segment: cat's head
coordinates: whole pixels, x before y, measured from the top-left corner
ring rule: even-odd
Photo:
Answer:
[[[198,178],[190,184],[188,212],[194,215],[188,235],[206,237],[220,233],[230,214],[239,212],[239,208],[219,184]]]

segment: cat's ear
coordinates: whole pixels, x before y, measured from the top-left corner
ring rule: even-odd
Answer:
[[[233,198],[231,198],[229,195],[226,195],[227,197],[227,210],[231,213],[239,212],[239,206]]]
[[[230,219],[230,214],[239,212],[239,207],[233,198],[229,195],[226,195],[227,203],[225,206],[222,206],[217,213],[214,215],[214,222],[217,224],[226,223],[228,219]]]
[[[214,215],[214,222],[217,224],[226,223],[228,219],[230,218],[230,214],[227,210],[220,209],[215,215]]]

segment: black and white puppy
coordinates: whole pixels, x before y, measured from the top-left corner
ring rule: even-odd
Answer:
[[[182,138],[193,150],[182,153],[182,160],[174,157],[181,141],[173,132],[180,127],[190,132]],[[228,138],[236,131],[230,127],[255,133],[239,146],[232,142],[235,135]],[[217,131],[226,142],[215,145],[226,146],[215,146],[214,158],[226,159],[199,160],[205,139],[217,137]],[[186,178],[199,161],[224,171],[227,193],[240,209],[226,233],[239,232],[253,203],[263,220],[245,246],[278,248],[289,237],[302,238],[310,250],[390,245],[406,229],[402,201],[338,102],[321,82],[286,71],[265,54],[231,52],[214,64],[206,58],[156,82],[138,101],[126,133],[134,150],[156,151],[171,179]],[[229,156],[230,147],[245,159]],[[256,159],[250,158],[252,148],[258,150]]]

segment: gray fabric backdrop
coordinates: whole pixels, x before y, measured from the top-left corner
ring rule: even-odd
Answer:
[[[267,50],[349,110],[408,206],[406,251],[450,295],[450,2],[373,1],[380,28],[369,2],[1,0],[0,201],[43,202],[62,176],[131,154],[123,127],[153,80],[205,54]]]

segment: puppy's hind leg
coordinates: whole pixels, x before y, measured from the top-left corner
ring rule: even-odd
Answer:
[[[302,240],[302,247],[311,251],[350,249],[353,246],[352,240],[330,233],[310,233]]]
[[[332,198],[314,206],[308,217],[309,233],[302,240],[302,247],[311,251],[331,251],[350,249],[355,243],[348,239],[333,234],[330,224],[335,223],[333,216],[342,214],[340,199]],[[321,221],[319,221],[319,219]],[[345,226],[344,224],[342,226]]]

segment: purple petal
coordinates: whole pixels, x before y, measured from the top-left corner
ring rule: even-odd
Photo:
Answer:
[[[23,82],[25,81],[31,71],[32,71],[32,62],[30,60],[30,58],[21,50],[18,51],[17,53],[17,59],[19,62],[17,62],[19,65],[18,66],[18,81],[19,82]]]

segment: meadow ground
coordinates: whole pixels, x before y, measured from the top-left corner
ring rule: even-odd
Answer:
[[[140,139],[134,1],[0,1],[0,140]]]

********

Task goal |
Transcribe every record exactly.

Answer for this exercise |
segment: cat's head
coordinates: whole pixels, x before y, measured from the top-left corner
ring rule: even-odd
Photo:
Answer:
[[[198,178],[190,184],[188,212],[194,215],[188,235],[206,237],[220,233],[230,214],[239,212],[239,208],[219,184]]]

segment: cat's ear
coordinates: whole pixels, x before y, measured from the top-left corner
ring rule: even-odd
Answer:
[[[233,198],[231,198],[229,195],[226,195],[227,197],[227,210],[231,213],[239,212],[239,206]]]
[[[230,219],[230,214],[239,212],[239,207],[233,198],[229,195],[226,195],[227,203],[225,206],[222,206],[217,213],[214,215],[214,222],[217,224],[226,223],[228,219]]]
[[[214,215],[214,222],[217,224],[226,223],[228,219],[230,218],[230,214],[227,210],[220,209],[215,215]]]

segment: black and white puppy
coordinates: whole pixels, x before y, measured from the top-left corner
ring rule: even-odd
Answer:
[[[182,138],[193,150],[182,153],[182,160],[174,157],[181,141],[173,132],[180,127],[190,132]],[[228,138],[236,131],[230,127],[255,133],[239,146],[232,142],[235,135]],[[217,131],[226,142],[215,145],[226,146],[215,146],[214,158],[226,159],[199,160],[205,139],[217,137]],[[186,178],[199,161],[224,171],[227,193],[240,209],[226,233],[239,232],[253,203],[263,220],[245,246],[278,248],[289,237],[302,238],[310,250],[390,245],[406,229],[402,201],[338,102],[321,82],[286,71],[265,54],[231,52],[214,64],[206,58],[156,82],[138,101],[126,133],[134,150],[156,151],[171,179]],[[229,156],[230,147],[245,159]],[[256,159],[250,158],[252,148],[258,150]]]

segment: gray fabric backdrop
coordinates: whole pixels, x before y, measured from the top-left corner
ring rule: even-odd
Answer:
[[[267,50],[349,110],[408,206],[406,251],[450,295],[450,2],[373,1],[380,28],[369,2],[1,0],[0,201],[43,202],[62,176],[131,154],[123,127],[153,80],[205,54]]]

segment: puppy's hind leg
coordinates: whole pixels, x before y, measured from the top-left corner
ring rule: even-odd
Answer:
[[[302,240],[302,247],[311,251],[350,249],[353,246],[352,240],[330,233],[310,233]]]
[[[332,198],[314,206],[308,217],[309,233],[302,240],[302,247],[311,251],[331,251],[350,249],[355,243],[348,239],[333,234],[330,224],[335,223],[333,216],[342,214],[340,199]],[[321,221],[319,221],[319,219]],[[345,226],[344,224],[342,226]]]

segment: purple petal
coordinates: whole pixels, x before y, measured from the top-left corner
ring rule: even-odd
Photo:
Answer:
[[[23,82],[25,81],[31,71],[32,71],[32,62],[30,60],[30,58],[21,50],[18,51],[17,53],[17,59],[19,62],[17,62],[19,65],[18,66],[18,81],[19,82]]]

segment: meadow ground
coordinates: whole pixels, x before y, measured from the top-left corner
ring rule: even-odd
Answer:
[[[140,139],[134,1],[0,1],[0,140]]]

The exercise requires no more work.